Aim of the exercise ▸ Write out every one of the lines below word for word, leaving the pictures out of your copy.

Records for processing ▸
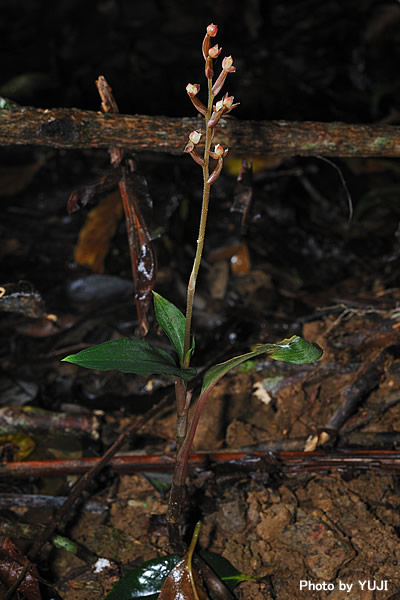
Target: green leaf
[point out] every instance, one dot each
(172, 322)
(294, 350)
(145, 581)
(129, 356)
(225, 571)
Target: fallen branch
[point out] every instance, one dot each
(384, 461)
(74, 128)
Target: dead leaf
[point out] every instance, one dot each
(21, 298)
(95, 236)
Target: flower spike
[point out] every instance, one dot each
(192, 91)
(212, 31)
(227, 67)
(215, 51)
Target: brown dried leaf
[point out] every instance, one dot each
(21, 298)
(82, 196)
(12, 561)
(95, 236)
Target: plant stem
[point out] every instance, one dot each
(202, 229)
(175, 514)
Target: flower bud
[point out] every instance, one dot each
(212, 30)
(214, 51)
(193, 89)
(195, 136)
(227, 64)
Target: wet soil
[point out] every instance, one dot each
(284, 259)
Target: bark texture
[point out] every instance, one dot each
(74, 128)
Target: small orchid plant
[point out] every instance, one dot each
(134, 355)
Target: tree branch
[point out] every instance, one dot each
(74, 128)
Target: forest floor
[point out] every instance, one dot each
(285, 255)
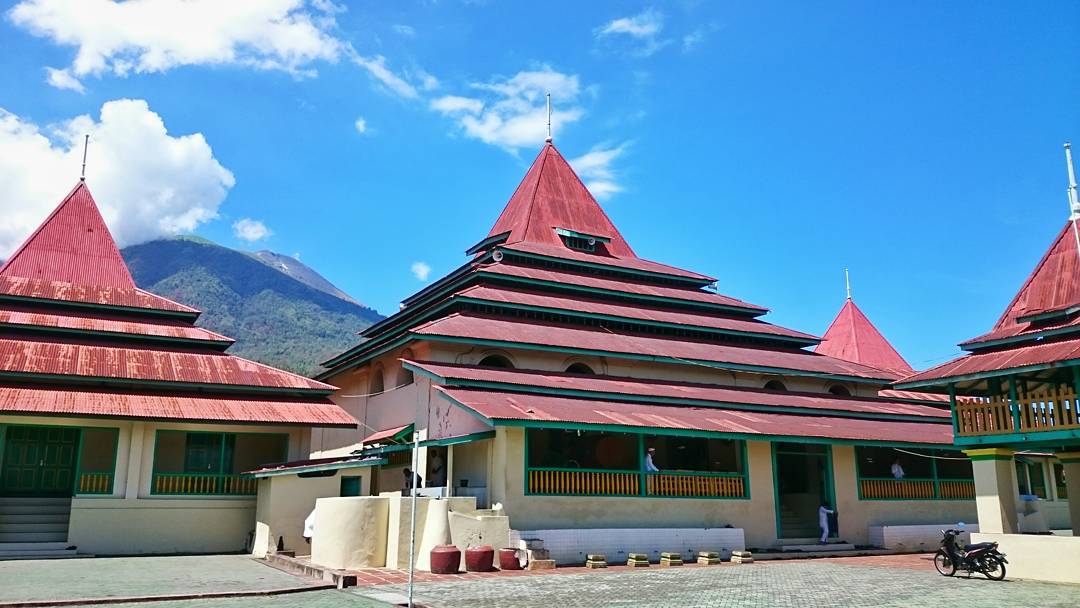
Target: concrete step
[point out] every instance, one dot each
(8, 526)
(34, 537)
(831, 548)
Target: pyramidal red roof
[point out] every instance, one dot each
(552, 196)
(852, 337)
(1053, 285)
(72, 245)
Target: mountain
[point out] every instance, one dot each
(289, 318)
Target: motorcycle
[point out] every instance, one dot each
(982, 557)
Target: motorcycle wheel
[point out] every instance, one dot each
(995, 569)
(944, 564)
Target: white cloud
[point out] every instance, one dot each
(594, 169)
(420, 270)
(148, 184)
(63, 79)
(377, 67)
(251, 230)
(644, 27)
(156, 36)
(512, 112)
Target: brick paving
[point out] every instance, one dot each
(877, 582)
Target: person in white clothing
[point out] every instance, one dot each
(898, 471)
(823, 513)
(649, 465)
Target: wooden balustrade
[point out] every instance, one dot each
(1050, 409)
(584, 482)
(194, 484)
(94, 483)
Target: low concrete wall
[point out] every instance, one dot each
(107, 526)
(570, 545)
(915, 538)
(350, 532)
(1050, 558)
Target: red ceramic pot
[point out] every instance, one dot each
(445, 559)
(509, 561)
(480, 558)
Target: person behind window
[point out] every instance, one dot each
(898, 471)
(650, 467)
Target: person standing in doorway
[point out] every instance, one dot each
(823, 513)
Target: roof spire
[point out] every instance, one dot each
(85, 145)
(549, 119)
(1074, 201)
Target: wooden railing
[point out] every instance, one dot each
(596, 482)
(203, 484)
(888, 488)
(94, 482)
(1051, 409)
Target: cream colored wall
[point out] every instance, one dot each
(855, 516)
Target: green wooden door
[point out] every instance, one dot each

Exercise answer ▸
Target: green leaf
[point out] every instance, one dot each
(172, 322)
(294, 350)
(145, 581)
(129, 356)
(225, 571)
Target: fallen branch
[point out] every instance, one dot each
(384, 461)
(74, 128)
Target: dead leaf
[point out] every instance, one dot each
(21, 298)
(95, 236)
Target: flower spike
[point out] every instance, one dot each
(192, 91)
(212, 31)
(227, 67)
(215, 51)
Target: brown dried leaf
[point out] every instance, one dot each
(21, 298)
(82, 196)
(12, 561)
(95, 236)
Target: plant stem
[point out] every instance, one dot each
(202, 229)
(175, 514)
Target: flower bud
[point out] every instance, one dot each
(212, 30)
(214, 51)
(193, 89)
(195, 136)
(227, 64)
Target: wet soil
[point out] every instance, one dot each
(284, 259)
Target: bark texture
[point out] every instance, one dot each
(74, 128)
Target: small orchid plant
[point out] every instance, one dot each
(134, 355)
Target: tree branch
[point out] every instance, one dot each
(74, 128)
Target: forest floor
[point out] every instance, one dot each
(285, 255)
Target: concrete step
[point out] every instance, one dot each
(8, 526)
(34, 537)
(831, 548)
Target: pyramidal red roof
[point out] every instance, one dot each
(552, 196)
(852, 337)
(1053, 285)
(72, 245)
Target: mountain
[point out] every instance, one dot each
(289, 318)
Target: motorcycle
[point out] every instance, one dot each
(982, 557)
Target: motorcycle wheel
[point out] every instance, one dot each
(995, 569)
(944, 564)
Target: white cloud
[point out] every instance, one dot each
(594, 169)
(420, 270)
(148, 184)
(63, 79)
(377, 67)
(251, 230)
(644, 27)
(156, 36)
(512, 112)
Target: brick paving
[point out] every instance, one dot each
(877, 582)
Target: person in white clothing
[point out] every instance, one dot each
(898, 471)
(823, 513)
(649, 465)
Target: wooden balustrade
[point out] every instance, one dot each
(1050, 409)
(584, 482)
(194, 484)
(94, 483)
Target: low concrete wall
[point out] every instance, one dot each
(107, 526)
(570, 545)
(915, 538)
(350, 532)
(1050, 558)
Target: red ceramic pot
[point out] every instance, one dot each
(445, 559)
(509, 561)
(480, 558)
Target: person behind window
[point out] every instance, one dot each
(898, 471)
(650, 467)
Target: person standing in doorway
[point out] every instance, one dot each
(823, 513)
Target: roof spire
[point out] every instance, one dot each
(85, 145)
(549, 119)
(1074, 201)
Target: wooden railing
[point out] every instance, one dot each
(596, 482)
(203, 484)
(888, 488)
(94, 482)
(1051, 409)
Target: cream colored wall
[point out] every instance, one dot each
(855, 516)
Target: green wooden door
[point out] every instance, one dot each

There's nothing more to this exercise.